Stored records:
<<<<

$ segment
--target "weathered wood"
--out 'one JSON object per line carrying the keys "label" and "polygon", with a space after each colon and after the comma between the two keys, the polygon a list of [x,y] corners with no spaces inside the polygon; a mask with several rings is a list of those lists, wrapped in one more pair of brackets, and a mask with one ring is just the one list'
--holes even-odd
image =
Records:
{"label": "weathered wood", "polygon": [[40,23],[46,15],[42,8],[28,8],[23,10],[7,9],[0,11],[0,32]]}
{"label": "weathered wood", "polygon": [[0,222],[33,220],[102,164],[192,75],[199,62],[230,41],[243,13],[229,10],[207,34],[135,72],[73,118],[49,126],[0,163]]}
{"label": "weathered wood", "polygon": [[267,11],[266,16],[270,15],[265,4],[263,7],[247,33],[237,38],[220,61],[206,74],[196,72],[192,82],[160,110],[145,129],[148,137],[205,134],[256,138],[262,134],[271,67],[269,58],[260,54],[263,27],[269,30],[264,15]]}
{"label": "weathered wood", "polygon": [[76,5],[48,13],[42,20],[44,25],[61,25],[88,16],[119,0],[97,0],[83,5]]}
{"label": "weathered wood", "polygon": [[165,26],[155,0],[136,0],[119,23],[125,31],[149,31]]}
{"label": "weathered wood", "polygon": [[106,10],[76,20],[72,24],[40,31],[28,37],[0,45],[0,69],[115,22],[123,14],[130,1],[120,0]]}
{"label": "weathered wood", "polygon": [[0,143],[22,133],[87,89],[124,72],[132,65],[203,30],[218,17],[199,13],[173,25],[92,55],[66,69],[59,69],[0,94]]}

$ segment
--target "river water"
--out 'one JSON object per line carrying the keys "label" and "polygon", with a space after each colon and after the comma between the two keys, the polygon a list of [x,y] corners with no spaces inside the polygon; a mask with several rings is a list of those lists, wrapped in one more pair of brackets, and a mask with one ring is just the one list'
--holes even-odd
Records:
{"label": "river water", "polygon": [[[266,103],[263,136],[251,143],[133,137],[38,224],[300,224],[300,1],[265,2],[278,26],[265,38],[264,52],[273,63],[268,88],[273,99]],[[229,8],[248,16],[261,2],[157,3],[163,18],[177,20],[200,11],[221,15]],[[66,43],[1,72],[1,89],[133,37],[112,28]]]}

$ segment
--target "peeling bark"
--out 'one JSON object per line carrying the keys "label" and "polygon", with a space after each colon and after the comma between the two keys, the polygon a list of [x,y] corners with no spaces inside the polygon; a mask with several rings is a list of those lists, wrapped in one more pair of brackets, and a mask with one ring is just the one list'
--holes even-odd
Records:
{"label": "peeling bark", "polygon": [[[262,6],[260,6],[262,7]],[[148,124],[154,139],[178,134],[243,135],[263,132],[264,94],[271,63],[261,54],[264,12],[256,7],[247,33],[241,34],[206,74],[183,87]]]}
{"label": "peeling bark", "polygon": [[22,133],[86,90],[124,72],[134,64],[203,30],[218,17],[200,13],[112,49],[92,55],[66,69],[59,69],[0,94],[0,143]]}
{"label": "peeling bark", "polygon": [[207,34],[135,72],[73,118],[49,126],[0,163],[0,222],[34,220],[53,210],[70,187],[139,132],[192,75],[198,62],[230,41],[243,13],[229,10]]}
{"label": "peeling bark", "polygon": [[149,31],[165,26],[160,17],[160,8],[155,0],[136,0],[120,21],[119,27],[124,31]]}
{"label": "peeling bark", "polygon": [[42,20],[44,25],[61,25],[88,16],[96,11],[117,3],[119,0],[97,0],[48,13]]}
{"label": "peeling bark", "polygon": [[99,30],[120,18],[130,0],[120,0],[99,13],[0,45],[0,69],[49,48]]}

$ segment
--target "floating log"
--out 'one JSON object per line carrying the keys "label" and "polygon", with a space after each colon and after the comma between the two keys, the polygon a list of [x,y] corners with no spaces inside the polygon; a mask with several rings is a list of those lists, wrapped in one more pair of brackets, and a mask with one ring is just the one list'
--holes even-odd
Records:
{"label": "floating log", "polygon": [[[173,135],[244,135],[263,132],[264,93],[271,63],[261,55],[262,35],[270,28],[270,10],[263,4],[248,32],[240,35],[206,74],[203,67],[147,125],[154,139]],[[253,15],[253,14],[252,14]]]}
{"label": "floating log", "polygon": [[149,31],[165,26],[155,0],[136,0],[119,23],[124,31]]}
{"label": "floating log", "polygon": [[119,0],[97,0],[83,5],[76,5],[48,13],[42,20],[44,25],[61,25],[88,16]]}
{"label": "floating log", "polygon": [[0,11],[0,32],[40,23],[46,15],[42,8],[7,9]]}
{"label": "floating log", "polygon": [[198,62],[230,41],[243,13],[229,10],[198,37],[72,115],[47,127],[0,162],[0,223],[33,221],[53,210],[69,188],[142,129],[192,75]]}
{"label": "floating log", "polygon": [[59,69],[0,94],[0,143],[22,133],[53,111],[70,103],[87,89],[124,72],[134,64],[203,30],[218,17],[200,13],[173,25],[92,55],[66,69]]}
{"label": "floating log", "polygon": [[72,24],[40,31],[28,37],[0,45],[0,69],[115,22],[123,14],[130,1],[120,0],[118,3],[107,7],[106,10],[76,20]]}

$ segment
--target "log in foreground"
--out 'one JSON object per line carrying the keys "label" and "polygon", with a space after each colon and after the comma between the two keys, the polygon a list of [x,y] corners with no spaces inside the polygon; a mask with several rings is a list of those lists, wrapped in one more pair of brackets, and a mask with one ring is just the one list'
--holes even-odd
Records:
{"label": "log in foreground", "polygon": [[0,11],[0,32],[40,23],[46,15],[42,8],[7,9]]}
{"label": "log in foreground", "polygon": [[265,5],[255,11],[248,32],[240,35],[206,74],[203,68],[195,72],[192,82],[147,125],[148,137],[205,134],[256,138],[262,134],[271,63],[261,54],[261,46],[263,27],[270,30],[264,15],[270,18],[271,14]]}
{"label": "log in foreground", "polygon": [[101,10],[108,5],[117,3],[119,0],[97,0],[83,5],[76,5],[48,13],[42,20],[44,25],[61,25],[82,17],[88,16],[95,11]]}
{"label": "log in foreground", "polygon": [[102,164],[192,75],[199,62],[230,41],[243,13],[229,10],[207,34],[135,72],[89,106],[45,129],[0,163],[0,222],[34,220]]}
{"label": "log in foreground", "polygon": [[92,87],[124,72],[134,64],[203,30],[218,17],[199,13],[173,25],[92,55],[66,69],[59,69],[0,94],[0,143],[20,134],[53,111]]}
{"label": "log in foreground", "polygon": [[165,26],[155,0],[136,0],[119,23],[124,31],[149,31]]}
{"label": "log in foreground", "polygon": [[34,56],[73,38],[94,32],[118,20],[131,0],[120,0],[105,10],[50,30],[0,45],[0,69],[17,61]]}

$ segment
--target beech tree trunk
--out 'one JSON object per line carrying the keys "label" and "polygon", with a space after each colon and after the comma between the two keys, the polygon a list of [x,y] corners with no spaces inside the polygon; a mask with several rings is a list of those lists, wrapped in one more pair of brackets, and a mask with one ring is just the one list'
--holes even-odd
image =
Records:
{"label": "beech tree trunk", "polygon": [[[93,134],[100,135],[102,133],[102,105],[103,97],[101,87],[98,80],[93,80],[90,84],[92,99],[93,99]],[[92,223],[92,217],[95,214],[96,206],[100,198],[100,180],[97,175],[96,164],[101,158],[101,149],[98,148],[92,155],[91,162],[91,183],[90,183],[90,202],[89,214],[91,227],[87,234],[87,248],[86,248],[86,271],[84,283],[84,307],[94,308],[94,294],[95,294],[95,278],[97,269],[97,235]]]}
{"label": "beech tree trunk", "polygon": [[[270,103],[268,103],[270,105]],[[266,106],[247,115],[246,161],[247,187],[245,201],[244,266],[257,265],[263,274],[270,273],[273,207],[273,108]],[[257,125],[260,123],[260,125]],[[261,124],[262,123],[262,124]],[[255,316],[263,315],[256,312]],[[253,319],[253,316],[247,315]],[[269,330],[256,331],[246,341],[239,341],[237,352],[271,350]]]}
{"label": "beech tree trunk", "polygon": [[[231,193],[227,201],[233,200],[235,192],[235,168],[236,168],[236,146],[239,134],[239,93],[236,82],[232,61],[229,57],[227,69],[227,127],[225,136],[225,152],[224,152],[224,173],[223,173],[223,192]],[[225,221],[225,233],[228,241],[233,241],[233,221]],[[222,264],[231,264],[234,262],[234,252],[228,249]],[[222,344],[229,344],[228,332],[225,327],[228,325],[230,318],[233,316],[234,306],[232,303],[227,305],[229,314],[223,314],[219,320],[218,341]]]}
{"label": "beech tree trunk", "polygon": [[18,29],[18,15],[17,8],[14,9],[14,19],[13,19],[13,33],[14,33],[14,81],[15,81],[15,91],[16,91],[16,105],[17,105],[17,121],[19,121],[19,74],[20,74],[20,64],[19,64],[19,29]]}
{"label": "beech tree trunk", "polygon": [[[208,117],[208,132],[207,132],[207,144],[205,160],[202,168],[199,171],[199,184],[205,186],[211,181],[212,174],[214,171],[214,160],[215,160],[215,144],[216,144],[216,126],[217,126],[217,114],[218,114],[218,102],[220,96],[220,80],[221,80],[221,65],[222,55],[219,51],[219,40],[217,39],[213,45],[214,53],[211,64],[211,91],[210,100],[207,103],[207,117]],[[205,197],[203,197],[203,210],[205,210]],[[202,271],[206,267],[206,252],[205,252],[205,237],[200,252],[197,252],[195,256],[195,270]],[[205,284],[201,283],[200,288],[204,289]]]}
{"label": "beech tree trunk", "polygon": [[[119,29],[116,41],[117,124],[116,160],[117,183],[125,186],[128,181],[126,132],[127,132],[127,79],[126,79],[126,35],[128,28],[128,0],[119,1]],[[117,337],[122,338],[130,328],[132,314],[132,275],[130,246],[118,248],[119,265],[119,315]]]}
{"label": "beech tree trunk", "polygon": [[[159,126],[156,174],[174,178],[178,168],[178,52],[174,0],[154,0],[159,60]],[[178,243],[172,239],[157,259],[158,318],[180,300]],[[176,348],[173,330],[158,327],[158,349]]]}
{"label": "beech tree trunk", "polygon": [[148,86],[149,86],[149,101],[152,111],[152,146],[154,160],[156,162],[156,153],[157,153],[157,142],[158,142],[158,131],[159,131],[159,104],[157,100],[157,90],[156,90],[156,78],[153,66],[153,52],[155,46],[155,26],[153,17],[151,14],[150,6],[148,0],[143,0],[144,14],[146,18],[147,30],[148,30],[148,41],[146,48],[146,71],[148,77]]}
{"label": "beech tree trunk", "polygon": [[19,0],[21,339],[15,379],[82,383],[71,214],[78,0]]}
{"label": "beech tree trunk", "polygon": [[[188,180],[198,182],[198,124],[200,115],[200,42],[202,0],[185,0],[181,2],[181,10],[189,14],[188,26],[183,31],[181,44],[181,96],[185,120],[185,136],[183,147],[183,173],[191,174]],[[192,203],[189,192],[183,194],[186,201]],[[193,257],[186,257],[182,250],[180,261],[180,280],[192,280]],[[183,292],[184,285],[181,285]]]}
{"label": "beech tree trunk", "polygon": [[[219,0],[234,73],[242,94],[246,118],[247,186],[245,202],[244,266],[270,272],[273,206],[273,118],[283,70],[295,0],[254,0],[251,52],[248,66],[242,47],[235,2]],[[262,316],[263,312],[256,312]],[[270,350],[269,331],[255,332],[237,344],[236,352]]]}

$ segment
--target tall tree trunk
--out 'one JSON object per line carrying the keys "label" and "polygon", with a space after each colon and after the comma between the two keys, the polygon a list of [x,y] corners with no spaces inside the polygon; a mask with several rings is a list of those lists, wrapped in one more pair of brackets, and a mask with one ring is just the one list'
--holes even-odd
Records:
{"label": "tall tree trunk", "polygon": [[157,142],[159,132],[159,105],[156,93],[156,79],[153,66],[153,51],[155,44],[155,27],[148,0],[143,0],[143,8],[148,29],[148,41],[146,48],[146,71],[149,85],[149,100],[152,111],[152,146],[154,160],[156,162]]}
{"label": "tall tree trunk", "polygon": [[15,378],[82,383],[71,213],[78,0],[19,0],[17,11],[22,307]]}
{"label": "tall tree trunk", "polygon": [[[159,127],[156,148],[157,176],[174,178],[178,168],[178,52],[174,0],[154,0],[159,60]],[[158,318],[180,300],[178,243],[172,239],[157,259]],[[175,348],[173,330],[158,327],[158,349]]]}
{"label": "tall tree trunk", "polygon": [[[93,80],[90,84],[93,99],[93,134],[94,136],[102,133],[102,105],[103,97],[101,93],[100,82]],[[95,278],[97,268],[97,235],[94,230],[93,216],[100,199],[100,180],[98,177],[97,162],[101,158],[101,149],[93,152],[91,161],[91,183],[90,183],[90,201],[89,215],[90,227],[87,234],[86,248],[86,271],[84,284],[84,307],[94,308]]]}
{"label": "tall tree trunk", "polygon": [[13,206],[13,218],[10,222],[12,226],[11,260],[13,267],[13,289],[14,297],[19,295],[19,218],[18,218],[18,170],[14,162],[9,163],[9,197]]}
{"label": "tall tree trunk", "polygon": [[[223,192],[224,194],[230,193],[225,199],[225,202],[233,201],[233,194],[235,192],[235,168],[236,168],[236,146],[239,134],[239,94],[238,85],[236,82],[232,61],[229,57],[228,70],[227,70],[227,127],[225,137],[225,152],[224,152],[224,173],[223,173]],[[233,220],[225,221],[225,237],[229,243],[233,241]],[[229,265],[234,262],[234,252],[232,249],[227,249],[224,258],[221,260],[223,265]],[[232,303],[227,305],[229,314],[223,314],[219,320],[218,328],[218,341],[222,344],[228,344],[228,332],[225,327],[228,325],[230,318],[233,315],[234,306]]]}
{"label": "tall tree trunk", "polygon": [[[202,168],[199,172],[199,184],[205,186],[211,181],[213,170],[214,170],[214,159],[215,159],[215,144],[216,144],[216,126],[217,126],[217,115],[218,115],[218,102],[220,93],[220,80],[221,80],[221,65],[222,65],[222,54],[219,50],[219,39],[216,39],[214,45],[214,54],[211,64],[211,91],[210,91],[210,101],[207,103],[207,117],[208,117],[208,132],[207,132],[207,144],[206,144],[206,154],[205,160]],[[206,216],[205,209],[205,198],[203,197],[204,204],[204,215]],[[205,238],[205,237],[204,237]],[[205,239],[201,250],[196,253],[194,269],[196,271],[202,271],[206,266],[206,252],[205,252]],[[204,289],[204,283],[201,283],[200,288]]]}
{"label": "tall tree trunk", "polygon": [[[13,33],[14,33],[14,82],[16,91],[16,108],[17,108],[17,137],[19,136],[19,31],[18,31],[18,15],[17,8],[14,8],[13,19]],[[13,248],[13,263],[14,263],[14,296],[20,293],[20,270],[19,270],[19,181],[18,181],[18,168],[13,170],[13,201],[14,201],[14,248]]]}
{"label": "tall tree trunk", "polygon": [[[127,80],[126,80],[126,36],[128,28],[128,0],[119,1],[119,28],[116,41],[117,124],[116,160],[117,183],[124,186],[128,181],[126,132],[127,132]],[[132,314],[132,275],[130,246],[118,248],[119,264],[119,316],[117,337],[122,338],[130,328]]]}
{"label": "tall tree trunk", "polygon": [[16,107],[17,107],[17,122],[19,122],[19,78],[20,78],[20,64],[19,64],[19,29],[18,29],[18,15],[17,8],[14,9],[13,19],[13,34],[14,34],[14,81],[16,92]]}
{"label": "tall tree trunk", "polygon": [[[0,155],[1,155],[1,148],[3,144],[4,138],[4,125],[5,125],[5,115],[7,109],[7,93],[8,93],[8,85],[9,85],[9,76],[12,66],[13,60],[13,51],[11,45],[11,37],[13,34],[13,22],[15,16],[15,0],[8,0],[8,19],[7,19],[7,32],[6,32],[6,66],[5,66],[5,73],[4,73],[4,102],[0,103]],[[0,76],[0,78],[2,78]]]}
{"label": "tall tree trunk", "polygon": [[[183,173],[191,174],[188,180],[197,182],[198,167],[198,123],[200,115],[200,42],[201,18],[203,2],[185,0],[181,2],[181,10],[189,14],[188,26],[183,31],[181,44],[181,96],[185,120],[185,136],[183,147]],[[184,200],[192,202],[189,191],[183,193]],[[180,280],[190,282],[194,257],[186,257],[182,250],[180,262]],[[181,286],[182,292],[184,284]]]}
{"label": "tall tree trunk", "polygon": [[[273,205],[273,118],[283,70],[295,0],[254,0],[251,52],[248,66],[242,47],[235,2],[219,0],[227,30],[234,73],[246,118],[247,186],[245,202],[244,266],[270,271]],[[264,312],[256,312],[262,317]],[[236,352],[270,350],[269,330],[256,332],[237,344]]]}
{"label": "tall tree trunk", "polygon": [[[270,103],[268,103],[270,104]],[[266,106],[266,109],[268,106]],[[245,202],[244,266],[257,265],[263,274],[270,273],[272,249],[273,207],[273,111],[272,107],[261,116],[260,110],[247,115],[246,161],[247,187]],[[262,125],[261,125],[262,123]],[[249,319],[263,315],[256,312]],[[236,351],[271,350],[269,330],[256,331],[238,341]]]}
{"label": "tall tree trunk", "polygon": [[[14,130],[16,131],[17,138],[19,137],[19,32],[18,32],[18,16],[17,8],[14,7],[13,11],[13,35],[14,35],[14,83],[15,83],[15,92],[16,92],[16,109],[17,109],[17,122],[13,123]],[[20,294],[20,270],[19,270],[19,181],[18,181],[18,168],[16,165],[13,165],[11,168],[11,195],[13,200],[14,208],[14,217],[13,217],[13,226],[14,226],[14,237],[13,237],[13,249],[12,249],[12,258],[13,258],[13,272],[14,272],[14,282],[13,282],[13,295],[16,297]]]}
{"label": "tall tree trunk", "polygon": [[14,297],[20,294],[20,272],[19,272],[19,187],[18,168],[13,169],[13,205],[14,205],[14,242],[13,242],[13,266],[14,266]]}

>>>>

> **Problem details**
Pull every line containing "target" out of the records.

> **Finished task**
--target "weathered wood"
--target "river water"
--target "peeling bark"
--target "floating log"
--target "log in foreground"
--target beech tree trunk
--target tall tree trunk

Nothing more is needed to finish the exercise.